• Tasks and exercises:
1. From the classroom account below, list every kind of item the narrator says might turn up in the $1 bins at the front of Target.
2. In the classroom account below, what did the new student do during his first fifteen minutes in the classroom?
3. Pick up the classroom account of the new student after its final sentence and write what comes next.

Enhancing the situation, our new friend is clearly accustomed to being coddled and spoiled.  He spent his first fifteen minutes in our classroom wailing like a banshee.  I’m not a callous hard-ass.  I get that it’s scary to be the new kid in a new place.  It’s not uncommon for kids to take a little time to warm up.  But wailing takes it to a whole new level.

After he calmed down, for his next magical trick he began to accuse other kids of being mean to him.  Trouble is, he hadn’t been there long enough to choose kids who belong to the “Most Likely To Pick on Somebody” club so he fingered some long shots.

My personal favorite moment of his very first day was when he waved his paper at me during Writing Workshop.

“What’s wrong?” I asked Pampered & Spoiled.

“I scribbled on my paper,” he replied.

“Well, I guess your new piece has scribble on it,” I calmly commented.

He proceeded to come over to my small group table and whine about the scribble.  That he’d put on his page.

wpid-20141013_093734.jpgDon’t you just love the $1 bins in the front of Target?  I always find treasures there.  There might be stickers, pencils, puzzles, little toys for the Treasure Box…all kinds of things.  Once a few years ago, I found this sign.  No whining.  It pretty much says it all.

I said to the petit prince, “I don’t know where you were, but you’re in real school now.  Do you see that sign?”

(Region pointing data)
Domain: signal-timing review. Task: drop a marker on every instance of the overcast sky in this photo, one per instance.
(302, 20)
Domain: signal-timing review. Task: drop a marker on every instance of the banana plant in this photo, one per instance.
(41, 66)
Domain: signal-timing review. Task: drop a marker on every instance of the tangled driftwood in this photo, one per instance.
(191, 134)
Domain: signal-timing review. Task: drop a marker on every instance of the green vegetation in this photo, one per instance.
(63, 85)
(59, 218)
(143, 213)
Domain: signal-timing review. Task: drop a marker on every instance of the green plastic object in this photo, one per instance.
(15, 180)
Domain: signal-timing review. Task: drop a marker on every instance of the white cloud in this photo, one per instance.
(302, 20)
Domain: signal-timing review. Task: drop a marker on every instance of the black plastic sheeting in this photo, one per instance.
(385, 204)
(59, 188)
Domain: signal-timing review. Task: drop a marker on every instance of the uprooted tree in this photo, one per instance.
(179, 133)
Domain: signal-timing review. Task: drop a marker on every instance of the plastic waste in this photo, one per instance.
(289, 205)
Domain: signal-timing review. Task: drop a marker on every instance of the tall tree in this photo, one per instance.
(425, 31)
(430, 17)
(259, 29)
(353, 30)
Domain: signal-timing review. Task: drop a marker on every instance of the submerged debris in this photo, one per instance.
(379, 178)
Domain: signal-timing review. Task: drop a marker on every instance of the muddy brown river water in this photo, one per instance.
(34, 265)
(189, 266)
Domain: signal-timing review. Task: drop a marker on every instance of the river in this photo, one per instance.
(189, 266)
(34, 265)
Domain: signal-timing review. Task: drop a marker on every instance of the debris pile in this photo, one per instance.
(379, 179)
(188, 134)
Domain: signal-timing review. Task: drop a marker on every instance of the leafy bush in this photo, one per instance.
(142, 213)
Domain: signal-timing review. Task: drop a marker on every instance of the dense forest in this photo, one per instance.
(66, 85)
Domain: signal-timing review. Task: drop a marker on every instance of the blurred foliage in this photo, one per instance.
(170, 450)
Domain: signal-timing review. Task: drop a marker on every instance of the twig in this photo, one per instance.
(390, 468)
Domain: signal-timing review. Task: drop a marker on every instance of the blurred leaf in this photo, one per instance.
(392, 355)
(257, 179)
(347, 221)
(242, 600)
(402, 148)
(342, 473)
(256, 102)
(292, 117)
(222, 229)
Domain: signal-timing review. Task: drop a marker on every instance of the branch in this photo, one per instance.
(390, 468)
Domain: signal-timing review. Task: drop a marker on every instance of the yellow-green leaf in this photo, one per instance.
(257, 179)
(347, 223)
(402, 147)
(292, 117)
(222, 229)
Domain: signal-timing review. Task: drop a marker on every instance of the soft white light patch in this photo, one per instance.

• Answer list:
1. stickers, pencils, puzzles, little toys for the Treasure Box

2. He wailed like a banshee.

3.
If one can whine while one nods, young sir did so.

“It says ‘No Whining’,” I informed him.  “You are in an official ‘no whining’ zone.  If you want to whine, you have to go somewhere else.  That sign says so.”

Sir Pampered & Spoiled regarded me solemnly.

I sent him back to his seat with one parting thought: “I don’t make the law.  I just enforce it.”

Well That’s One Way to Do It

My girl Witty Colleague had a day on Friday.  You know the kind.  The kind where Murphy’s Law prevails.

It ended with a bang, too.  It seems that one of her sweet little munchkins took exception to having his color changed to Yellow in his agenda.  You see, we use a color system to communicate with parents on a daily basis regarding the behavior of their children.  Green indicates a Good day.  Some teachers, Witty included, utilize a system whereby a kid can actually move up from Good to Great.  The opposite is also true; if your day is less than stellar, you can move down to Yellow, Orange, Blue, or even (duh-duh-DUH) Red.

At any rate, I don’t really know what infraction led to such a traumatic life event for poor little dude, but I knew things were not going well when I saw him being walked down the sidewalk, kicking and screaming, by our Behavioral Intervention Specialist.  He’s great at what he does.  He’s like the kid whisperer, deescalating tense situations.  I like to refer to him as The Enforcer.  You can just hear the song, can’t you?

When you have a kid

And he’s flipping out

Who you gonna call?

The Enforcer!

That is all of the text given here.